BEGIN RECORD EXCERPTS

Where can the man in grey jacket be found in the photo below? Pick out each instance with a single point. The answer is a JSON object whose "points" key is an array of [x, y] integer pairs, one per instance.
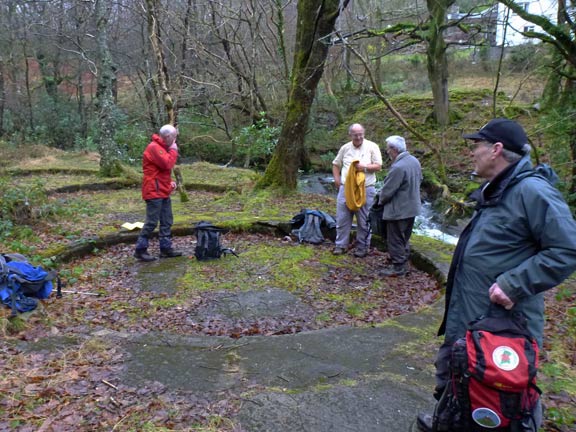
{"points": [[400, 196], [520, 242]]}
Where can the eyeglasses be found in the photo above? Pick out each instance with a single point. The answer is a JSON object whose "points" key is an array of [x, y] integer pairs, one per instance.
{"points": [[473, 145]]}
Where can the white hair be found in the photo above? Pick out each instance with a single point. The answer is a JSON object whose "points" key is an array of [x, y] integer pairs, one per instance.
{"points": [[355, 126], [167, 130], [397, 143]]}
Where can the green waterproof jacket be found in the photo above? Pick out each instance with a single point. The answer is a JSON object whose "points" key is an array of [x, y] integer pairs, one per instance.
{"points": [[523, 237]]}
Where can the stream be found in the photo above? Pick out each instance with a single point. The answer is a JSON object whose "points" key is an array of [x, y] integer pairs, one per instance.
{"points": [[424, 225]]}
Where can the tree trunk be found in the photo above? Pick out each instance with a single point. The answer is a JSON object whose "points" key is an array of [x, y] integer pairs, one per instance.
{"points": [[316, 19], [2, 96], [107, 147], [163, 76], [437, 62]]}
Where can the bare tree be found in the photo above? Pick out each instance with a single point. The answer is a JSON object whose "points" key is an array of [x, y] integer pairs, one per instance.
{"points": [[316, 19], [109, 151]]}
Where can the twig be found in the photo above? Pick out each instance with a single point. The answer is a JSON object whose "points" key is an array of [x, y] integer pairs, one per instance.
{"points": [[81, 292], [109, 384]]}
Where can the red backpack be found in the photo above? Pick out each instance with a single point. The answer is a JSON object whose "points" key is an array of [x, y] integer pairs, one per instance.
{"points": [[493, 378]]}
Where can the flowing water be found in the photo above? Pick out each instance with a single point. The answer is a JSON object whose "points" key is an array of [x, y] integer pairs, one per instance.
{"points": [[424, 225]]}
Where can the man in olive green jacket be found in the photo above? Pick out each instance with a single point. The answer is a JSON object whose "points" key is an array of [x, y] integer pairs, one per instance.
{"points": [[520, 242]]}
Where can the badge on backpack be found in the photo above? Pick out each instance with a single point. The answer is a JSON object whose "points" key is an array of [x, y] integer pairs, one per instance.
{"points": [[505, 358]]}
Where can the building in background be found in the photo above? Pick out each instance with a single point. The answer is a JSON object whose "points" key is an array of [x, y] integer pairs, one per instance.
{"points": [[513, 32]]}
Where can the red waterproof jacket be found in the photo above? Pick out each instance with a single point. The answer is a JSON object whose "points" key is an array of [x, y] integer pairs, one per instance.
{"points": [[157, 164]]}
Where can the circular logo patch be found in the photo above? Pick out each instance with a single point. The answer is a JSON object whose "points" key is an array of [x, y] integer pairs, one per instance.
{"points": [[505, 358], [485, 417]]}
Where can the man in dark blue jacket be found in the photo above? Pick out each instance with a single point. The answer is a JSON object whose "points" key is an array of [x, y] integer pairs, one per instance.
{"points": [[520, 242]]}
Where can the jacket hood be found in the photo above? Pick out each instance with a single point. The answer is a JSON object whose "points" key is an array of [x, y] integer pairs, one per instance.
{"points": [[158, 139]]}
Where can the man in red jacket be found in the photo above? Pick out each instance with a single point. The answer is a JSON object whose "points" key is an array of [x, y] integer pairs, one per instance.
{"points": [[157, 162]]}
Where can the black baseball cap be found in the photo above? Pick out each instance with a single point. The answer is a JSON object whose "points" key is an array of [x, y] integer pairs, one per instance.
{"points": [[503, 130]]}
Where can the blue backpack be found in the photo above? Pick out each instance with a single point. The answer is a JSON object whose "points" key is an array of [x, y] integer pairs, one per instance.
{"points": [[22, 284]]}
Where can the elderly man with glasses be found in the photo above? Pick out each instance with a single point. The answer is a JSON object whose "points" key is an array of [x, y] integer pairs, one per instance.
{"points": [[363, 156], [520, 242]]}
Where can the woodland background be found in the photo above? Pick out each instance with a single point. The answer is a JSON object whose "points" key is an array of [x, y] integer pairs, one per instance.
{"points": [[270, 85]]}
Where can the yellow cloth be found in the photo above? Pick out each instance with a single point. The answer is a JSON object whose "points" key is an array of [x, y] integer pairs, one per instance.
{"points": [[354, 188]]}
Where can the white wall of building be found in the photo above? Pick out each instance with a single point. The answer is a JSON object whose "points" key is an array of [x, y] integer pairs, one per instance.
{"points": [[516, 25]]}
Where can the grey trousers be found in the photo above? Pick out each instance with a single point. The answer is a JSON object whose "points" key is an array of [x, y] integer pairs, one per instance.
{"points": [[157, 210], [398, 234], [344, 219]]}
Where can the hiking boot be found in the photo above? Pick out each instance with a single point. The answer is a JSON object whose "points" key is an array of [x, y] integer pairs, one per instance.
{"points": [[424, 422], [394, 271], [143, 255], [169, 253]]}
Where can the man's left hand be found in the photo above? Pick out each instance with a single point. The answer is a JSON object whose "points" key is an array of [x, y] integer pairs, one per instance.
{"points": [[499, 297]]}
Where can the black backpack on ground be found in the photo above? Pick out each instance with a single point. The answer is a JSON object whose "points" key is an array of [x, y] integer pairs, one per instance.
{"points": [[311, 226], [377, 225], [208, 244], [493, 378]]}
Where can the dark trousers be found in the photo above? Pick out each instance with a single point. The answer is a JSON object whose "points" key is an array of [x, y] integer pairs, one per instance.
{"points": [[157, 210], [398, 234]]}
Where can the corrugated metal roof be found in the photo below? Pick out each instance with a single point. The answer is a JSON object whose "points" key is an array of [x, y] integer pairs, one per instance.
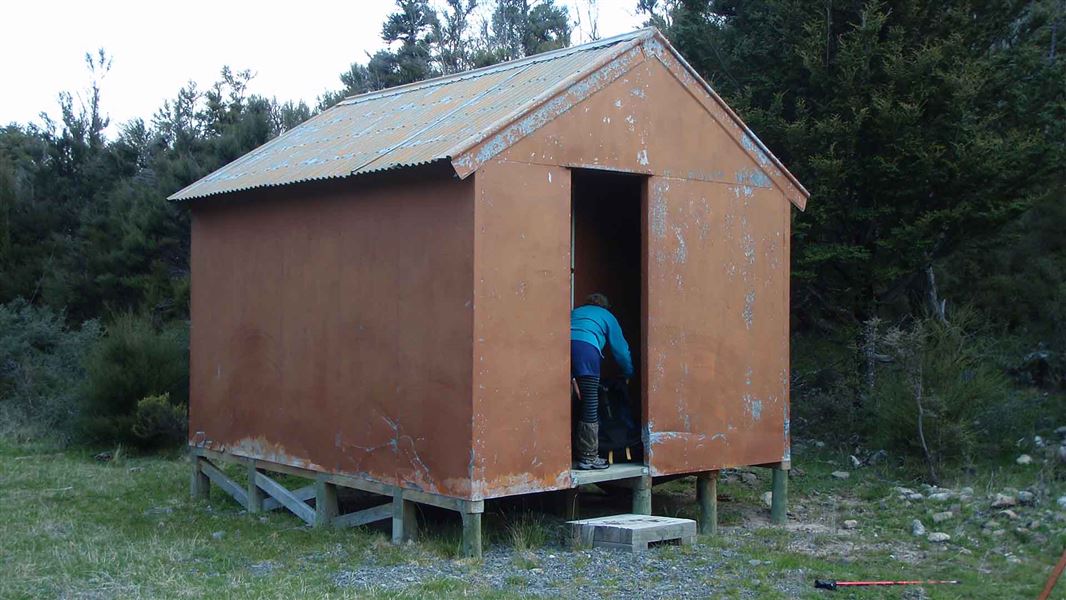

END RECORD EXCERPTS

ACTIVITY: Write out the data again word for word, minus any images.

EXPECTED ANSWER:
Where can the man in grey jacket be found in the photo below? Pick out each instance with a single point. The answer is a JSON object whose "points" key is an array of [x, y] integer pairs, one per instance.
{"points": [[400, 196], [520, 242]]}
Where can the eyeglasses be found in the photo above? Pick out each instance with a single point. The answer is a JSON object whose "points" key is an array of [x, y] integer pairs, one per instance.
{"points": [[473, 145]]}
Where can the white hair be found in the photo above? Pick out each instance with a single point. The answer is a JSON object whose "points" key is an array of [x, y] integer pairs, one per instance.
{"points": [[355, 126], [167, 130], [397, 143]]}
Where can the green waterproof jacket be found in the photo above? Pick out each instance with a single point. The answer is a JSON object whose "points" key is an array of [x, y] integer pairs, one per instance.
{"points": [[523, 237]]}
Where can the stream be found in the photo above? Pick out each instance with a single point. The answer is a JSON object whose "points" key is an array of [x, y] integer pairs, one per instance.
{"points": [[424, 225]]}
Where can the tree trunk be found in the photo above? Pick out each instance with a single point. The answer is a JSON object whose "points" key is an array of [x, y] integer pairs, one per instance.
{"points": [[316, 19], [2, 96], [107, 147], [163, 76], [437, 62]]}
Where can the bare tree be found in the photo above? Pick out each instance with a single point. The answer is a JSON object whose "points" key is an array of [x, y] integer pairs, one per instance.
{"points": [[316, 19], [109, 151]]}
Where can the twig be found in the photo above? Pick out each instance with a single point. The answer is a JSON object whose "points" key is an array of [x, y] integer pairs, one per instance.
{"points": [[81, 292], [109, 384]]}
Where can the red backpack be found in the photo above? Pick out each instance with a single point. The answer is a JSON object whose "points" key is an array of [x, y] integer pairs, one per instance.
{"points": [[493, 378]]}
Where can the flowing water be found in the photo above? Pick out each instance with a single point. The answer is a JSON object whose "points" key is an array of [x, y] integer pairs, one per instance.
{"points": [[424, 225]]}
Where can the man in olive green jacket be found in the photo above? Pick out each instance with a single point. The answer is a JSON object whose "points" key is an array of [x, y] integer pairs, one per instance.
{"points": [[520, 242]]}
Where can the badge on backpack be found in the photo above? Pick out each instance with a single point. The answer is a JSON object whose "points" key is an array of [x, y] integer pairs, one per instance.
{"points": [[505, 358]]}
Where can the building in background be found in the photo above? Pick out each instance with a single point. The answer is a JSON object whose "points" key is an array of [x, y] integer pairs, one per instance.
{"points": [[513, 32]]}
Where can the red waterproof jacket be found in the photo above? Pick out each instance with a single point. The answer is a JSON object whose "points" key is an array of [x, y] integer pairs, one per instance.
{"points": [[157, 164]]}
Where can the circular logo patch be found in the photo above? Pick out each instance with a single point. The answer is a JSON object whose "points" key is an array of [x, y] integer pairs, one per instance.
{"points": [[505, 358], [485, 417]]}
Where can the man in dark blue jacket be found in the photo above? Pick out each instance with a single point. The answer is a JSON object whose "points" key is an array of [x, y] integer pairs, one per instance.
{"points": [[520, 242]]}
Where can the jacket hood be found in the photo above? Pick out each instance with a single point. The answer is a JSON object whose "points" key is an array of [x, y] integer pairs, one per instance.
{"points": [[158, 139]]}
Where can the man in red jacket be found in the photo above? Pick out each instance with a single point. The answer is a JSON object whose "points" key is an array of [x, y] integer pairs, one per instance.
{"points": [[157, 162]]}
Where can the black baseball cap be found in the photo above? Pick out each instance with a single point. The answer is a JSON object whose "points" key is an array of [x, y] integer pairs, one per instance.
{"points": [[503, 130]]}
Where can the blue backpack be found in the photo above? Pick out each instance with a single point. The answer is a JSON object whose "points" key is an array of [x, y] integer pairs, one per instance.
{"points": [[22, 284]]}
Where can the elderly man with glasses be found in the photo above? Pick out each instance with a single point. The answer is a JSON object whose "points" key is an array of [x, y] integer pairs, one per instance.
{"points": [[363, 156], [520, 242]]}
Where can the woodland background be found in the photo above? Pick out each instance with a single point. The answer is a JSON object whose "points" key is an array of [x, y] integer pairs, one per instance.
{"points": [[270, 85]]}
Where can the yellow cloth be found in the photo above? Pick out each instance with a single point. The answer is a JSON object whose "points" key is an array of [x, y] integer pairs, one per instance.
{"points": [[354, 188]]}
Where can the white wall of building be found in the photo above? Pick out each instance with a single point. The answer is a JSON object whose "points" key is an array of [x, y] integer pairs, one per instance.
{"points": [[516, 25]]}
Where can the grey trousers be found in the photo above? Pick out each instance with a single point. The answer is a JSON object whose "points" key is an array of [x, y] integer pairs, one per instance.
{"points": [[157, 210], [398, 234], [344, 219]]}
Where can the hiking boot be found in the photo above? Pick out each instance with a single point. The answer is a JSON object whose "points" key is an array of [x, y] integer pairs, one per instance.
{"points": [[424, 422], [394, 271], [143, 255], [169, 253]]}
Where can the man's left hand be found in the photo above? Pick out each instance with a single point. The answer is a JSON object whose "points" key is an array of [x, y] integer pairs, one per instance.
{"points": [[499, 297]]}
Where can the black backpack on ground be found in the photo above? Pick out each instance with a single point. The answer is a JSON object whose "points" key is an array of [x, y] integer pairs, one per instance.
{"points": [[311, 226], [377, 225], [208, 244], [493, 378]]}
Where can the dark trousers be found in the photo above? Pick out each instance with a single point. The answer is a JSON object whose "points" key is an array of [x, y] integer pairs, one per instance.
{"points": [[157, 210], [398, 234]]}
Where can the corrugated metal roof be found in the photo below? Pick out each instance with a single point. The answer is a JSON object whose "points" key is an array of [x, y] integer pairs, one per instance.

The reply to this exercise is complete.